Problem requirements:
A word-for-word copy of the entries is the goal; leave out the pictures.

Source records:
# # # # #

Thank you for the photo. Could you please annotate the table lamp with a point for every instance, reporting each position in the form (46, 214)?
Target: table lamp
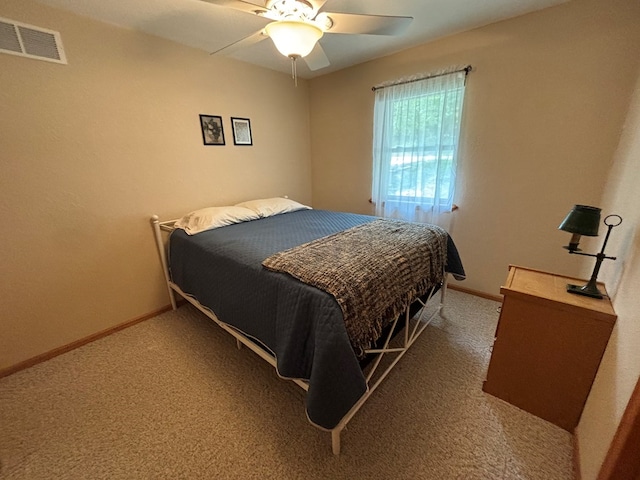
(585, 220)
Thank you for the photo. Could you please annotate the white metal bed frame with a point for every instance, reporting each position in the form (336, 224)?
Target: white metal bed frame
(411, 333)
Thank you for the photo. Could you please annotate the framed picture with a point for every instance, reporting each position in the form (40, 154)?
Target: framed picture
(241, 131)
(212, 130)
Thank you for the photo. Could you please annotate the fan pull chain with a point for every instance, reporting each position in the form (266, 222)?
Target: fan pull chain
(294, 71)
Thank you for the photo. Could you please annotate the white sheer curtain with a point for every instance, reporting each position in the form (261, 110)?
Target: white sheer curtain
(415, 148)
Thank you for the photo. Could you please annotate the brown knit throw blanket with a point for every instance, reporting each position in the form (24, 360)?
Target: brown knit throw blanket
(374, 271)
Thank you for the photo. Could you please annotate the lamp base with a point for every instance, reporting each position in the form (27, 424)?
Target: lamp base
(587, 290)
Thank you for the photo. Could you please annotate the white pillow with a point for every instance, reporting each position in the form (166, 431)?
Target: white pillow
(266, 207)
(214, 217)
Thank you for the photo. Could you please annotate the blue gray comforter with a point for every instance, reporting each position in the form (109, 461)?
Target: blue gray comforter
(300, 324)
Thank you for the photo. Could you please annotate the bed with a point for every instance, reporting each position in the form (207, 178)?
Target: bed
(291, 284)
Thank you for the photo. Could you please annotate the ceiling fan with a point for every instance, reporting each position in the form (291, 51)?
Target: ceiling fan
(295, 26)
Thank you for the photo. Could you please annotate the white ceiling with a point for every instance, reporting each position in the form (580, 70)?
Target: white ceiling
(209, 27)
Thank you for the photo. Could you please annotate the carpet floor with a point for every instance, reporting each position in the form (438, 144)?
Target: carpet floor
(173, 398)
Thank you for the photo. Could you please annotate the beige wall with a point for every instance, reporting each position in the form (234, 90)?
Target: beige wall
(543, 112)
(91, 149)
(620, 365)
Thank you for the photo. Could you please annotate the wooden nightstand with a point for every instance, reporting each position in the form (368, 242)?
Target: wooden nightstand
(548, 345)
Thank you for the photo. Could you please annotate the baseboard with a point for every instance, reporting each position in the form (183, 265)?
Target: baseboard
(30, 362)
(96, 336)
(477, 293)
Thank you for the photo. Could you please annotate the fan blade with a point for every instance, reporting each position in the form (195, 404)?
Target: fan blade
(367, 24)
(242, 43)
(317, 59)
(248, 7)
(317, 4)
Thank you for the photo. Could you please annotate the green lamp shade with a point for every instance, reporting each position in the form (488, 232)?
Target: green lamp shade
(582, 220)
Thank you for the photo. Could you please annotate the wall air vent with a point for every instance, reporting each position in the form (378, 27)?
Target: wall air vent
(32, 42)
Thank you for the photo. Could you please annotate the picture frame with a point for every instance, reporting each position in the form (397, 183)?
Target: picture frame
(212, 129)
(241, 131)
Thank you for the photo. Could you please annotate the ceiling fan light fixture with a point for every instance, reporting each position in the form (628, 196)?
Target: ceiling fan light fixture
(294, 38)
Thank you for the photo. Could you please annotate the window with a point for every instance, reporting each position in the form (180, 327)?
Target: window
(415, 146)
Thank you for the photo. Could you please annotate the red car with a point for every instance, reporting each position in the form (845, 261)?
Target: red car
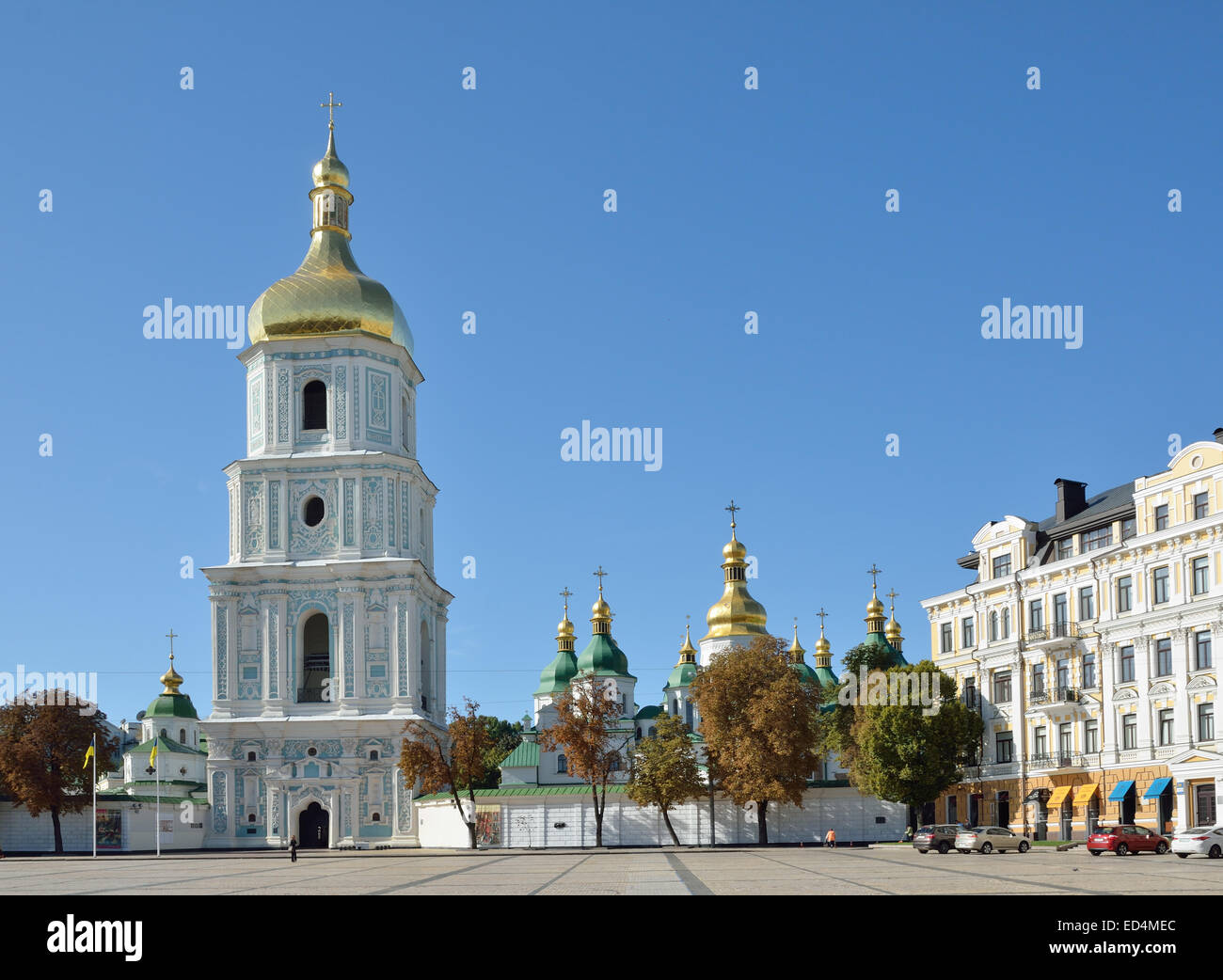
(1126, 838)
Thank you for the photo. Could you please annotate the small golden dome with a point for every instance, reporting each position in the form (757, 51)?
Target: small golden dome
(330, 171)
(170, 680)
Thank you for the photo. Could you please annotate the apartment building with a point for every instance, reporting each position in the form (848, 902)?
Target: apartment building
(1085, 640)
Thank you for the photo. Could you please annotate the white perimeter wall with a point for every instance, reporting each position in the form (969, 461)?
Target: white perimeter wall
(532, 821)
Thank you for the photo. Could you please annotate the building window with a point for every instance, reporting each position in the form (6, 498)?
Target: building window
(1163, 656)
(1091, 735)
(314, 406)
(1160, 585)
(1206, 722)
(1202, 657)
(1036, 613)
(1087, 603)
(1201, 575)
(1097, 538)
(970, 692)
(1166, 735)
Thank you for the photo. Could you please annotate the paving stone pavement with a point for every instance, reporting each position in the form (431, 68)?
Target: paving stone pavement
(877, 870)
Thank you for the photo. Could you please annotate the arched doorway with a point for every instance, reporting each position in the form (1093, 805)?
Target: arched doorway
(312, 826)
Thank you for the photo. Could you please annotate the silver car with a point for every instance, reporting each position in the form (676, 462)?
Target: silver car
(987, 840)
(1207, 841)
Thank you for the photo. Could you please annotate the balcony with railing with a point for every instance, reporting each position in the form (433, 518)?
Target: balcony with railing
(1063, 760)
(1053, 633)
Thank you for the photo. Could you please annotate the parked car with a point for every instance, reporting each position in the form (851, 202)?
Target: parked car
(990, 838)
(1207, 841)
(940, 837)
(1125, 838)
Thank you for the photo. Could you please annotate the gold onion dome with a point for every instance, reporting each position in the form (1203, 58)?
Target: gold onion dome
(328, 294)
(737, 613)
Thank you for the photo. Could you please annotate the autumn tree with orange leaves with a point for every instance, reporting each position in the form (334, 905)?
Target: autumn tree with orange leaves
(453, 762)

# # # # #

Answer space:
Thank you for the photo. Could you please annotate the table lamp with a point for every instance, reporting each position in the form (46, 214)?
Target: table lamp
(585, 220)
Thank you for the photo. Could you please annotate the white metal bed frame with a point for every instance, reporting each position in the form (336, 224)?
Target: white metal bed frame
(411, 333)
Thank you for the photo. Could you please annotate the framed picture with a point for every instance, reporting each position in the form (40, 154)?
Target: framed picture
(241, 131)
(212, 130)
Thank you for the photo. Could you please annotate the fan pull chain with a point for every instance, reporting each position in the form (266, 222)?
Target: fan pull chain
(294, 71)
Thank you for the photo. Could you please annotate the white sheer curtain with a point for every instance, reporting each position in the form (261, 110)?
Target: white sheer curtain
(415, 148)
Thank you for the photo. Could you please annotate the brown knit throw blanket with a point for every instance, reporting each position in the form (24, 360)?
Target: brown knit throw blanket
(374, 271)
Thank you for the photo. Could you please annotate the lamp base with a point for every instance, reporting each position in the form (27, 424)?
Target: lamp base
(587, 290)
Thank you for the photo. Could you please annotate the white pillow with a point for every instance, reporting each position in the form (166, 431)?
Target: white pillow
(266, 207)
(214, 217)
Thank you for the photo. Could you please annotate the blue gray comforter with a point for every instance, reporting each position in the form (109, 461)?
Target: blue gray comforter
(300, 324)
Thank you for the photo. Could you please annotate the bed with a point for every instance, reporting each position in the form (207, 178)?
Target: bed
(291, 284)
Thank you for the photo. Could you please annotate the ceiling fan with a point for every instance, reporting each position in the form (291, 51)?
Target: ceiling fan
(295, 26)
Thank you for the photo. Could you please annotate the white ceiling with a point for every instance, reporting each position in the form (580, 70)?
Target: white ceiling
(209, 27)
Thank you for the photo. Could you please annotate the carpet floor with a point for every instance, reporting each position in the form (438, 144)?
Target: carpet floor
(173, 398)
Thank you for the photo. Could you please annotate the beige wall with a point for every instance, reporting each position in the form (234, 90)?
Target: beige wall
(543, 112)
(91, 149)
(620, 365)
Thank you for the photo. Could you please annotate the wooden nightstand with a point for every instance, reporting each position in the form (368, 242)?
Target: wooden nightstand
(548, 345)
Thank you for the photo. Could you please annotate the baseboard with a point for every instance, reporting each position in the form (183, 265)?
Target: baseboard
(30, 362)
(96, 336)
(477, 293)
Thank you for the photo. Could you please annotate the fan blade with a point for every instance, reporting each position in the form (195, 404)?
Target: fan blade
(367, 24)
(242, 43)
(317, 59)
(248, 7)
(317, 4)
Thank you for the photo. Could you please annotate the green lamp shade with a point for every instance, reporting each position in the form (488, 232)?
Target: green lamp shade
(582, 220)
Thank you for the photo. Could you please annotate the wall air vent with a point for every instance, reporting each position in the form (378, 27)?
Target: wall air vent
(32, 42)
Thank you for the photo. Could you please annotate the picture frame with a point for every instance, reporting each position in the form (397, 183)?
Target: picture frame
(212, 129)
(241, 131)
Thank you for the photo. Could you please annotate the ceiling fan light fixture with a point for every instance, reporting each position in the form (628, 196)?
Target: ceiling fan light fixture
(294, 38)
Thank you for the photo. Could you please annotate the window with a point for every instance, reporting each position in the form (180, 327)?
Target: window
(415, 146)
Thank you for the photo. Could you please annotate the red car with a point for every instance, reporting each position in the form (845, 261)?
Target: red car
(1126, 838)
Thank you for the photo. Could you please annotate the small golden dome with a point for every instance, reporting each position in the form (757, 51)?
Target: small golden dome
(330, 171)
(170, 680)
Thank you for the photo. Could you please annotate the apartment building with a point for every instance, reporting each position in the form (848, 902)?
Target: apartment building
(1085, 640)
Thank you for the photo. Could you please annotate the white perimeter wall with a point for every instance, reporting each position in the form (969, 461)?
Target: white perimeter wall
(532, 821)
Thank you for the photo. Could you please annotate the building window with a point for every instance, reporting each position in the form (6, 498)?
Target: building window
(1163, 656)
(1091, 735)
(314, 406)
(1160, 585)
(1206, 722)
(1202, 657)
(1036, 613)
(1087, 603)
(1201, 575)
(1097, 538)
(970, 692)
(1166, 735)
Thank you for the photo. Could you please annotate the paving stone pavement with a point for every instance, reporting each position in the form (431, 68)?
Target: paving stone pavement
(877, 870)
Thank you for the photo. Could you please annotate the arched doorway with a point for every instance, reporting each position in the form (1093, 805)?
Target: arched doorway
(312, 826)
Thank you for the photo. Could you please annotate the silver car with a point for every instance, reporting each position in the form (676, 462)?
Target: silver car
(987, 840)
(1207, 841)
Thank you for the photo. Could you please annotate the balcony with railing with a point for every instance, reporting each position in the form (433, 518)?
Target: balcony with railing
(1063, 760)
(1053, 633)
Thank you for the photo. Could you please annotate the parked car with a point for every instance, reporting each position in the form (851, 202)?
Target: parked car
(990, 838)
(1207, 841)
(940, 837)
(1125, 838)
Thank you for the photo. Could you please annotate the gold onion dome with a point for every instance, reporting each position in the form (1203, 58)?
Target: gold onion dome
(328, 294)
(737, 613)
Thank you for the photo. Could you please annotate the autumn tree with orange leaves with a point for every instance, reporting each position in the form (334, 905)?
Target: autumn tree with orange leaves
(453, 762)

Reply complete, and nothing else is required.